§ **RECORDS SHOWN**:
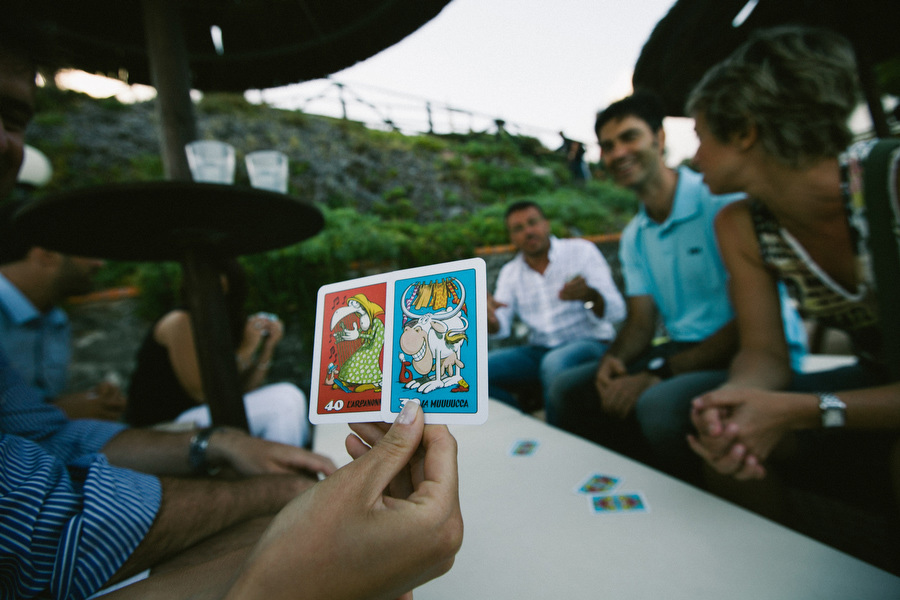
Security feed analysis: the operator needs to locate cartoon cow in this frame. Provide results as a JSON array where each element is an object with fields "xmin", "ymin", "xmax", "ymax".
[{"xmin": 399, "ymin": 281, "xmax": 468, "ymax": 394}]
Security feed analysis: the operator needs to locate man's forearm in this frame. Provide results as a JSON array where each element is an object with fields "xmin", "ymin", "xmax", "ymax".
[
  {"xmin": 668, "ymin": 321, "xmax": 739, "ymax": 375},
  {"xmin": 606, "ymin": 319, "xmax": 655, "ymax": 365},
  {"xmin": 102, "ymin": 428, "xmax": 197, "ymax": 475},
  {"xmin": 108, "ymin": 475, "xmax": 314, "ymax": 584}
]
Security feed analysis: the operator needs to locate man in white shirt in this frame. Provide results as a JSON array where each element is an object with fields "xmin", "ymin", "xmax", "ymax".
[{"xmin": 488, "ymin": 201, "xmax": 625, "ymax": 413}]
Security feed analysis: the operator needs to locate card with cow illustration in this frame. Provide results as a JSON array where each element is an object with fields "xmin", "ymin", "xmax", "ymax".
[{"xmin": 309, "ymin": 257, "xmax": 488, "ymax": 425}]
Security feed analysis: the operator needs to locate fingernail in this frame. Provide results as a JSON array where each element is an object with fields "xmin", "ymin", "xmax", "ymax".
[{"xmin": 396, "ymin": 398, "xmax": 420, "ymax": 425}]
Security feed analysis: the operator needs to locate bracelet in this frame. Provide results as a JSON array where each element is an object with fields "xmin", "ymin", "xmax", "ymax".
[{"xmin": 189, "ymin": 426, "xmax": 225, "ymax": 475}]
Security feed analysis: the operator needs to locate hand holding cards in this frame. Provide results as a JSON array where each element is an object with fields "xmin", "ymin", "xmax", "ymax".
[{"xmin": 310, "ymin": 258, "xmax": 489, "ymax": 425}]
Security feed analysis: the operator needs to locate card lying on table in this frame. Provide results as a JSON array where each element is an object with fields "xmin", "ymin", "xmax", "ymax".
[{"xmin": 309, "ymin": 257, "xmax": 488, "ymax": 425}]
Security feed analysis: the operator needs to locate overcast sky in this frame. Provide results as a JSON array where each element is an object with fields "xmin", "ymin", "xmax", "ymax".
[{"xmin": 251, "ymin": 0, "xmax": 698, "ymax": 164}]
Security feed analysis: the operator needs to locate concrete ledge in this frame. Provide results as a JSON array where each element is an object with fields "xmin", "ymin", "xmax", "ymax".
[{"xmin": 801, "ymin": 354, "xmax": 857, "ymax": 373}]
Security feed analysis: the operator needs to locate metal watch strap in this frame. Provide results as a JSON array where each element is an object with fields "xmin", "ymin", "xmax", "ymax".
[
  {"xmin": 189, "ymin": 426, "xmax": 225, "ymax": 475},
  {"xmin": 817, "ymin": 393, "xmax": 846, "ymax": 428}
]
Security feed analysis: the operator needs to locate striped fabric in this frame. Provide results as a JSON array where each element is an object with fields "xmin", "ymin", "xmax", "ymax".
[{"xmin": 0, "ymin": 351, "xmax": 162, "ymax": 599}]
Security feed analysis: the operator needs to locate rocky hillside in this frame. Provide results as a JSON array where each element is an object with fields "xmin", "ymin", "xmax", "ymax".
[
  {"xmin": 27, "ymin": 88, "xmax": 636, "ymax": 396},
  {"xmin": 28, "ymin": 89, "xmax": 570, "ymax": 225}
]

---

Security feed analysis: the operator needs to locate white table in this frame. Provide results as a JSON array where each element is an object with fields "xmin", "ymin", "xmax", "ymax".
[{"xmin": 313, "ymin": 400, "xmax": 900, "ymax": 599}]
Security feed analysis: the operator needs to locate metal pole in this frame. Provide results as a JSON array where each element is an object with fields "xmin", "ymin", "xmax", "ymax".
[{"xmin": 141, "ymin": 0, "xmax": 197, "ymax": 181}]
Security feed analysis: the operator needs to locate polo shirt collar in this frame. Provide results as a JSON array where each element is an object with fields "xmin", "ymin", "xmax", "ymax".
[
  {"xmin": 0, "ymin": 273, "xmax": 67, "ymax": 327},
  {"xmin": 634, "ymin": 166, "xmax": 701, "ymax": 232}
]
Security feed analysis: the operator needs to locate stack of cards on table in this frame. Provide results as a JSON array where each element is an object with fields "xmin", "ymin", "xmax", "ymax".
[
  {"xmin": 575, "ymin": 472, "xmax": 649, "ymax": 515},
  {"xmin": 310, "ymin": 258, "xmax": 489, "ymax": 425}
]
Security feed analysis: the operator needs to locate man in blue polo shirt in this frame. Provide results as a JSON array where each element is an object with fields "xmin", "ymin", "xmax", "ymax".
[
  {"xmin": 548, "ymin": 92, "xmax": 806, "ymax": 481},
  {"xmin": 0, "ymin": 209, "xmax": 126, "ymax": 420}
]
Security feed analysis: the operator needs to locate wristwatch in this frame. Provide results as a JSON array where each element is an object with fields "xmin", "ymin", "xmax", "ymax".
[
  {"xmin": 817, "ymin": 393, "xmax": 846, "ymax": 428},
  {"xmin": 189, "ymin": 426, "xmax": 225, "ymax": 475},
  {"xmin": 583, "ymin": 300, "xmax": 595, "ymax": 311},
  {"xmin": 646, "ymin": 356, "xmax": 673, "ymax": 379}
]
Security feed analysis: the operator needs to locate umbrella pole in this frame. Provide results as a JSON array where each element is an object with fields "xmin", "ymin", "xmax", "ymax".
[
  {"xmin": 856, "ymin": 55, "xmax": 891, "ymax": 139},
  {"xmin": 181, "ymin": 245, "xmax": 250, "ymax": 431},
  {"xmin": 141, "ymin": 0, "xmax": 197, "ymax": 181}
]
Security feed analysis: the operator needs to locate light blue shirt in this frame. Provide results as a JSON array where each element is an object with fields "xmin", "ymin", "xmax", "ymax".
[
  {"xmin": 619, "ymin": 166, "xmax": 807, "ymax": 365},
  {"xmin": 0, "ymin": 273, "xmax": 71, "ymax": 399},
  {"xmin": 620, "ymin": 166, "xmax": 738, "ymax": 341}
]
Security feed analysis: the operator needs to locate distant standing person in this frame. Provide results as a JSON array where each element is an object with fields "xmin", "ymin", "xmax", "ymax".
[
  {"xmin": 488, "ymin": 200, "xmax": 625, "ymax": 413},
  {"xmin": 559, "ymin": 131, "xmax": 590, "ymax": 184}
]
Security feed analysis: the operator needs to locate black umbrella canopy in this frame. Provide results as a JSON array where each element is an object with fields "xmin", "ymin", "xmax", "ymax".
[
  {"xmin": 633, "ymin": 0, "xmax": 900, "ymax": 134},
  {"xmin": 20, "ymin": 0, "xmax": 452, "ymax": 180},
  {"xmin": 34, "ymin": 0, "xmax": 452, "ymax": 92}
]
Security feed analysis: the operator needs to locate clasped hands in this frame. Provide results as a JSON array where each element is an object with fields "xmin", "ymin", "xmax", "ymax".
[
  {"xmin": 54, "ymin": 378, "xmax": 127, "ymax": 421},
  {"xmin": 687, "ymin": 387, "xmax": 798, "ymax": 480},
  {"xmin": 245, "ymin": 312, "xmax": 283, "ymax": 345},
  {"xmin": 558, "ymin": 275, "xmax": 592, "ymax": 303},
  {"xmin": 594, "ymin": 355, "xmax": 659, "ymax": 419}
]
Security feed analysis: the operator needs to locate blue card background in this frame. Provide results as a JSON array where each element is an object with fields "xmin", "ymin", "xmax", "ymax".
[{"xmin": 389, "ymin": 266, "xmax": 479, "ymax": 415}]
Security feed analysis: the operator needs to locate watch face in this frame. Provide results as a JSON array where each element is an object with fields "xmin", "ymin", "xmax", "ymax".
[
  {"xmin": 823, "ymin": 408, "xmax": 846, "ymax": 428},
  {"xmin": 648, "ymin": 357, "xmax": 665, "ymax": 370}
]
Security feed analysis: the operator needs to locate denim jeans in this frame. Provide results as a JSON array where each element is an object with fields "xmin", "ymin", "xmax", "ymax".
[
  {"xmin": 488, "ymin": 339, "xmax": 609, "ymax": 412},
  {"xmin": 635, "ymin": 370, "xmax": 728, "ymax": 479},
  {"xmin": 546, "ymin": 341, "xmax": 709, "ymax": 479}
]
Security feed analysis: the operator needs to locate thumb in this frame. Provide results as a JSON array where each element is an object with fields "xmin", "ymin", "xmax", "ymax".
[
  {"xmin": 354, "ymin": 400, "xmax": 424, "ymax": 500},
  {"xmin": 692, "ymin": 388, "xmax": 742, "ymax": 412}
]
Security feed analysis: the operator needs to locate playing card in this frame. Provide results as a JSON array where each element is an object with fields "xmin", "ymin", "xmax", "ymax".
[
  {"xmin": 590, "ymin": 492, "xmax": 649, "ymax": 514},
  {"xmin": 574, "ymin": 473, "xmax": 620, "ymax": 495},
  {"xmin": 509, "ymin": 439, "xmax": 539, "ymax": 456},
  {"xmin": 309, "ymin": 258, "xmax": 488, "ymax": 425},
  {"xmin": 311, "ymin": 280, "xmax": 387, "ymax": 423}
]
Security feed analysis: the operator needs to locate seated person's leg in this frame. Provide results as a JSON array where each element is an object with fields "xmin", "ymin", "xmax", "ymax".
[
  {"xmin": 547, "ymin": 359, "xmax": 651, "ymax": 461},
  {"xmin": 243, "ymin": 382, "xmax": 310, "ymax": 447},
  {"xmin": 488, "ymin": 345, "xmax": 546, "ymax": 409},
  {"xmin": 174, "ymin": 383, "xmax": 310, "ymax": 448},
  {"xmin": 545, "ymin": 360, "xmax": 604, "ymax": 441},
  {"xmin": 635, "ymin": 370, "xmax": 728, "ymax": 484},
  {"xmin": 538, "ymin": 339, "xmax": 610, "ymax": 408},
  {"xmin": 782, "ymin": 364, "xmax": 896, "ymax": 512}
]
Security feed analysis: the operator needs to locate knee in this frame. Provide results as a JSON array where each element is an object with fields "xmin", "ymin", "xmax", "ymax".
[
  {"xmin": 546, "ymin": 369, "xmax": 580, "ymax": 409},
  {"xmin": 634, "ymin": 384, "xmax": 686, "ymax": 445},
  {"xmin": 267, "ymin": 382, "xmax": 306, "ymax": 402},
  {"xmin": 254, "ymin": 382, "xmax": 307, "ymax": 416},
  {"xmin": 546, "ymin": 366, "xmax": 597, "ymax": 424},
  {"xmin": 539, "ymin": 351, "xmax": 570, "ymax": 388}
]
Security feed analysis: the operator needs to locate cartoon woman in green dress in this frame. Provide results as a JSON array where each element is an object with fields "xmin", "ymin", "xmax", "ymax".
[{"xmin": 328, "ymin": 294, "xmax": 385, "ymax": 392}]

---

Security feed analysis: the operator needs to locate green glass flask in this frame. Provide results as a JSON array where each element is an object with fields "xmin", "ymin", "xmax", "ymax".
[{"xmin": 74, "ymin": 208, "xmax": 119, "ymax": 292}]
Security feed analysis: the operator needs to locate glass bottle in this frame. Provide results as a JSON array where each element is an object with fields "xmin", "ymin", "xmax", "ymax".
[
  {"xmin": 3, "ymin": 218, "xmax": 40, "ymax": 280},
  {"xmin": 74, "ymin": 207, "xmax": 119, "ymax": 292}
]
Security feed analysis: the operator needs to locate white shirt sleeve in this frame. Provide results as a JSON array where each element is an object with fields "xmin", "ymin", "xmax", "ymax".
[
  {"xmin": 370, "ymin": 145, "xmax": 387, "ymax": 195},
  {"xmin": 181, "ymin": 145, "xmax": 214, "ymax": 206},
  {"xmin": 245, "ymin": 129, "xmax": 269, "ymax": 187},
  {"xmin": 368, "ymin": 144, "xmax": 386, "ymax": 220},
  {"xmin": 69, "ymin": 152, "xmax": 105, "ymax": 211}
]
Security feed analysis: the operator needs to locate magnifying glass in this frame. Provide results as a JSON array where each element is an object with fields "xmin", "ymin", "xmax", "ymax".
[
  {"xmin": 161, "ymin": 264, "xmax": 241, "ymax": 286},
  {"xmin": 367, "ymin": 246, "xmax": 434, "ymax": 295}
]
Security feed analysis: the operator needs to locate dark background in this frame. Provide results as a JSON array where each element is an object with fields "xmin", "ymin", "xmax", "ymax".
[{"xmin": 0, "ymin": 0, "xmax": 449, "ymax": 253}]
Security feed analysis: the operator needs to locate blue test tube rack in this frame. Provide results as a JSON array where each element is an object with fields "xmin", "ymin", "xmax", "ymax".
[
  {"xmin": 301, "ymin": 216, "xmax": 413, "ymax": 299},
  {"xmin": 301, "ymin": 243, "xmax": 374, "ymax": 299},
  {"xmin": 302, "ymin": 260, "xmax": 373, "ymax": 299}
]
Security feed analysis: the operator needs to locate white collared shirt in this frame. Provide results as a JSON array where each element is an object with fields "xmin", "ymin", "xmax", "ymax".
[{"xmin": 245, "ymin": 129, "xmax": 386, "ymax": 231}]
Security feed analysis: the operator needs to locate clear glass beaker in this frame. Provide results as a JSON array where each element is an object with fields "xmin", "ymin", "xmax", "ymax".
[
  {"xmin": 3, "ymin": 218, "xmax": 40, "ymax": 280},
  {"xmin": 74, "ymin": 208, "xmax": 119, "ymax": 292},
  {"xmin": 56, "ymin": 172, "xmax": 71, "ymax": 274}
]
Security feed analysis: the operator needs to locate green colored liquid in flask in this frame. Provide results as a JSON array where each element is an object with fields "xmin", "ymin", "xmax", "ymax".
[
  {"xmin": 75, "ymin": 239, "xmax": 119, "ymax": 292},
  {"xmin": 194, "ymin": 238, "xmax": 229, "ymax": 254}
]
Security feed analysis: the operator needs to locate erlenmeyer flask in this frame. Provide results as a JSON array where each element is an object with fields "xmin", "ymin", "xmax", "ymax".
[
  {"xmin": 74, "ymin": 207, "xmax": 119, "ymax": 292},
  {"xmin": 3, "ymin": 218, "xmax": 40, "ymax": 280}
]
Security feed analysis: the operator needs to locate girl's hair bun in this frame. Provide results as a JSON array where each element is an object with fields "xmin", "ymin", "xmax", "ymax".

§ **WHAT THIS TASK INVOLVES**: Given the records above, return exactly the lines starting at the line containing "Security feed analysis: the operator needs to locate erlenmeyer" and ending at the line containing "Security feed analysis: the operator needs to locate girl's", including both.

§ **FINISHED TASK**:
Security feed analysis: the operator needs to locate erlenmeyer flask in this frame. Provide results as a JSON array where each element is an object with fields "xmin", "ymin", "xmax", "ymax".
[
  {"xmin": 74, "ymin": 207, "xmax": 119, "ymax": 292},
  {"xmin": 3, "ymin": 218, "xmax": 40, "ymax": 280}
]
Security feed analysis: the operator needs to locate girl's hair bun in this frame. Provide results as a JSON array where each element is an object with fields "xmin", "ymin", "xmax", "ymax".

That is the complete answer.